----- Passage provided

Itineraries are guidelines; variations in itinerary may occur to account for weather, road conditions, closures, etc. and to maximize your experience.

Sat., July 27      Arrival in Lusaka

Welcome to Zambia! Our tour begins in Lusaka, the capital and largest city in Zambia. Please plan to arrive at the Kenneth Kaunda International Airport (LUN) at your leisure. A driver will meet you at the airport and transfer you to our comfortable lodge located outside the busy city. Settle into your peaceful chalet, situated on lush grounds with shady trees.
Accommodations at Pioneer Camp (D)

Sun., July 28        Kafue National Park

We leave Lusaka and head to Kafue National Park, the oldest and largest (22,000 km2) national park in Zambia. The park is named after the Kafue River that cuts through it for 250 km and forms the beautiful Lake Itezhi-Tezhi in the south, which draws large herds of antelopes and Elephants. Kafue is mostly covered in Miombo woodlands, which consist of tropical grasslands, savannahs, and shrublands. Miombo woodlands cover much of central Africa with the most extensive stands occurring in Zambia. They are named after the oak-like miombo trees that dominate the area. In this habitat Racket-tailed Rollers are bold and vocal, a thrill to see and we can seek out Pale-billed Hornbill, Arnott’s Chat, and other specialties. Kafue National Park is one of Africa’s best kept secrets and has avoided mass tourism, which allows us to experience amazing game viewing surrounded by stunning landscapes.

The wildlife in Kafue is some of the richest in Africa. Breeding herds of Elephants and large predators have returned to the park after years of poaching in the 1980s and 1990s. Big cats including several prides of Lions, Cheetah, Leopard and Serval are present. Packs of endangered Wild Dogs can be seen if we’re lucky. Common species include Buffalo, Zebra, and Hippo along with up to twenty species of antelopes. Birds of Prey include Martial Eagle, Wahlberg’s Eagle, and Lizard Buzzard. Eurasian Hoopoe and Southern Ground Hornbill are often seen at close range to our vehicles.

Our lodge is located on the banks of the Kafue River in an excellent location for wildlife and game drives. Sunsets are incredible, and after dinner we often gather around a fire, listening to night sounds and trading conversation with other lodge guests. At mid-day breaks we can enjoy a dip in the infinity pool or birding on the grounds.

----------

Stated goal -> How large is Kafue National Park, according to the tour itinerary?

----- Information given

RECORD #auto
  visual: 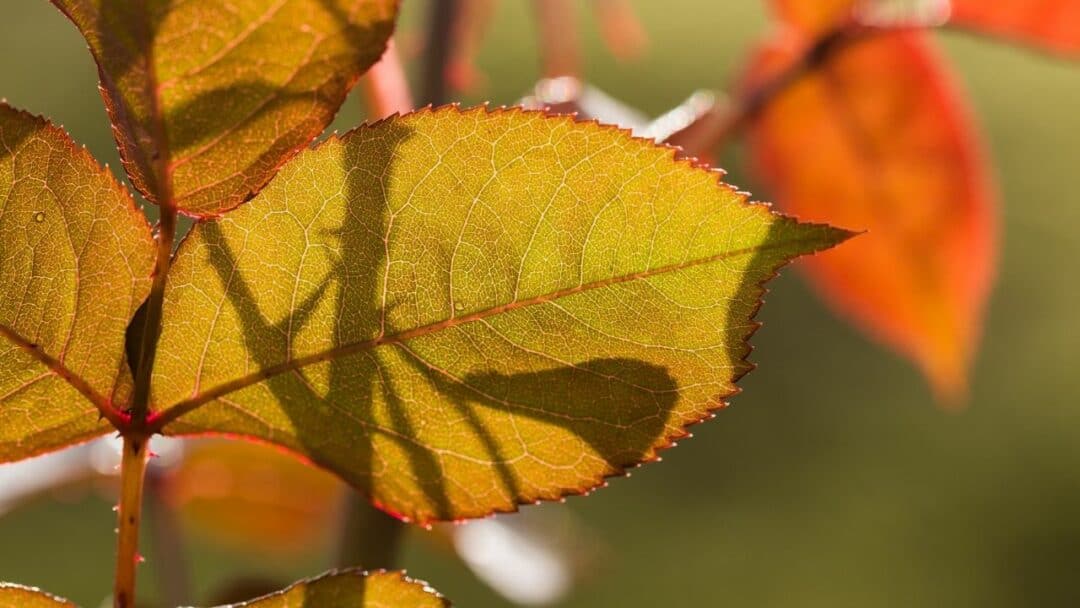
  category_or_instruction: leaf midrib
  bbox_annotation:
[148,238,822,432]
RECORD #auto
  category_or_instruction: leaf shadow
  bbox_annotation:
[192,112,782,523]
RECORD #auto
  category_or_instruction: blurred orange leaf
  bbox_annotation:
[0,583,75,608]
[743,28,996,403]
[164,440,345,554]
[950,0,1080,58]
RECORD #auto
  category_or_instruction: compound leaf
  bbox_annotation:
[0,583,77,608]
[0,104,153,462]
[219,570,450,608]
[743,27,996,403]
[53,0,397,215]
[152,108,849,522]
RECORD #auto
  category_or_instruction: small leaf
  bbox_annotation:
[744,28,996,401]
[949,0,1080,59]
[0,583,77,608]
[53,0,397,215]
[206,570,450,608]
[152,108,849,522]
[0,104,153,462]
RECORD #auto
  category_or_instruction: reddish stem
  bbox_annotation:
[362,40,414,119]
[112,435,149,608]
[532,0,581,78]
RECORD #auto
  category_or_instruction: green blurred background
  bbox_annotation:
[0,0,1080,607]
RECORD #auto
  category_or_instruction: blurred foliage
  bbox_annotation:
[0,0,1080,608]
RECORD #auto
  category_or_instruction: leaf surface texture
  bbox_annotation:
[152,108,848,522]
[54,0,397,215]
[0,104,153,462]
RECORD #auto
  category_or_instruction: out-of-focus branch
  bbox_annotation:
[593,0,649,59]
[666,22,872,157]
[362,40,414,119]
[532,0,581,79]
[420,0,461,106]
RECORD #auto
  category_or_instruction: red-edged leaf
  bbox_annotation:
[53,0,397,216]
[744,32,995,398]
[949,0,1080,59]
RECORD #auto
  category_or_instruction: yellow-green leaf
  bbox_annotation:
[214,570,450,608]
[0,583,76,608]
[0,104,153,462]
[53,0,397,215]
[152,108,848,523]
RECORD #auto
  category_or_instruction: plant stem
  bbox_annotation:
[112,434,149,608]
[130,201,176,431]
[666,21,881,157]
[421,0,461,106]
[362,40,413,119]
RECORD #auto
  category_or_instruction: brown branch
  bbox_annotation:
[112,436,149,608]
[420,0,461,106]
[532,0,581,78]
[361,40,413,120]
[665,21,885,157]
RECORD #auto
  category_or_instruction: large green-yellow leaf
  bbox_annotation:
[210,570,450,608]
[0,104,153,462]
[152,108,848,522]
[53,0,397,215]
[0,583,76,608]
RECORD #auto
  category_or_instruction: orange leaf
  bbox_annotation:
[744,32,996,402]
[769,0,859,33]
[165,441,345,554]
[949,0,1080,58]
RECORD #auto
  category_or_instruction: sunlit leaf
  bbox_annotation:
[0,583,76,608]
[53,0,397,215]
[162,441,345,555]
[950,0,1080,59]
[147,108,848,522]
[212,570,450,608]
[744,28,995,400]
[0,104,153,462]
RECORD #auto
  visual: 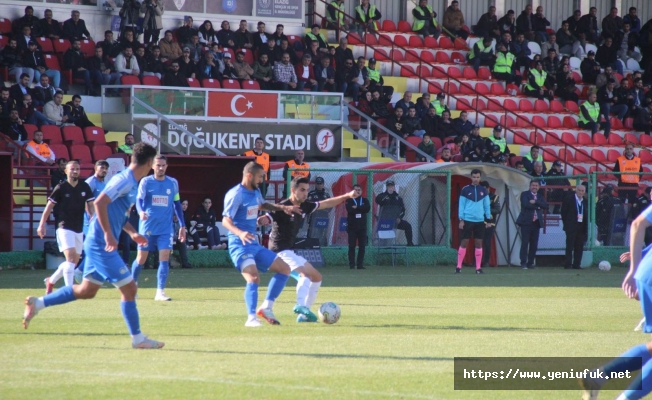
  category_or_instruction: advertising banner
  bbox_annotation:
[256,0,304,19]
[208,92,278,118]
[133,119,342,162]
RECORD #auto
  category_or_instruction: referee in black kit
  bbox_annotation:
[37,161,95,294]
[345,185,371,269]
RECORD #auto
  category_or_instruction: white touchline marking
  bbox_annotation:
[0,367,443,400]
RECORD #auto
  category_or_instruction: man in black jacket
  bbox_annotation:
[561,185,589,269]
[376,180,414,246]
[63,10,93,41]
[345,185,371,269]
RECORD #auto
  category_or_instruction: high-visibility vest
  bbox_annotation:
[306,32,328,44]
[118,144,134,154]
[525,68,548,90]
[577,101,600,124]
[27,140,52,158]
[412,6,439,32]
[285,160,310,179]
[488,135,507,153]
[326,1,344,26]
[469,40,491,60]
[430,99,446,117]
[494,51,516,74]
[355,5,380,30]
[245,150,269,173]
[367,68,380,82]
[618,156,641,183]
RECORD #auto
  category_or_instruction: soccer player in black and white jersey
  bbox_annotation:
[37,161,95,294]
[258,177,358,322]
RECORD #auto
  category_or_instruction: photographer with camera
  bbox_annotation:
[140,0,163,44]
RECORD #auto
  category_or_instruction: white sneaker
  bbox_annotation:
[154,292,172,301]
[131,336,165,349]
[245,317,263,328]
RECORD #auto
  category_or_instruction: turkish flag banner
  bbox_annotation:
[208,92,278,118]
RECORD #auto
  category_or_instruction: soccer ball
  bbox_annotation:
[598,261,611,271]
[319,302,341,325]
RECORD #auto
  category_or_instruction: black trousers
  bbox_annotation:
[482,226,496,264]
[396,219,413,246]
[348,229,367,268]
[521,221,541,267]
[564,232,586,268]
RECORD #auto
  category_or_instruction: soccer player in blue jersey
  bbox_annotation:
[582,207,652,400]
[222,161,301,327]
[131,154,186,301]
[23,143,164,349]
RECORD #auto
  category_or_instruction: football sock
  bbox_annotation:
[457,247,466,269]
[619,361,652,400]
[61,261,75,286]
[131,260,143,283]
[297,276,310,306]
[245,283,258,315]
[265,274,289,300]
[475,249,482,269]
[50,261,67,285]
[306,281,321,308]
[156,261,170,290]
[120,300,140,336]
[43,286,77,307]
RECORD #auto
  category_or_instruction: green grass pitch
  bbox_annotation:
[0,266,648,400]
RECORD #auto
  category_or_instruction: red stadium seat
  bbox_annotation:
[419,50,435,64]
[201,78,222,89]
[439,36,455,49]
[405,50,421,62]
[53,39,71,54]
[577,132,592,146]
[462,67,478,79]
[382,19,398,32]
[120,75,140,85]
[561,132,577,145]
[242,80,260,90]
[548,115,562,129]
[518,99,534,112]
[0,18,11,34]
[491,83,504,95]
[591,149,607,163]
[471,99,487,111]
[222,79,241,89]
[409,35,424,47]
[398,21,412,33]
[607,149,622,162]
[91,144,113,161]
[378,35,394,47]
[143,76,161,86]
[61,126,86,146]
[550,100,566,114]
[534,100,550,112]
[592,132,609,146]
[36,37,54,54]
[564,115,577,129]
[41,125,63,145]
[435,51,451,64]
[475,82,489,95]
[423,36,439,49]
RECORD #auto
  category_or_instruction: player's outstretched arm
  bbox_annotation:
[259,203,302,215]
[317,190,358,210]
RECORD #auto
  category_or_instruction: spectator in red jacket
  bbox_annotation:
[294,54,318,92]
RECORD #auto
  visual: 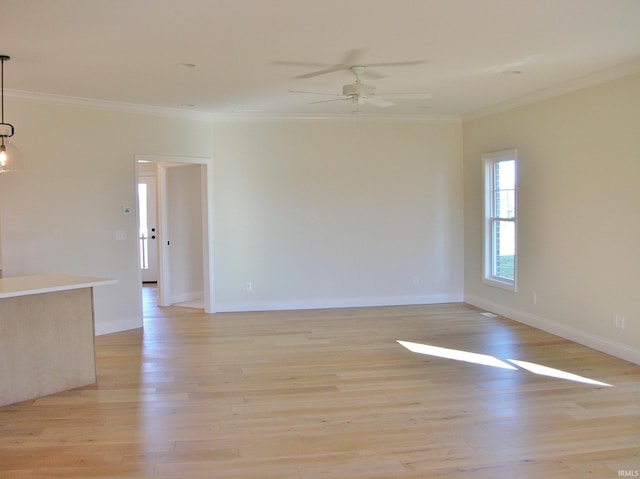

----------

Output for this exercise -> 22,000 km2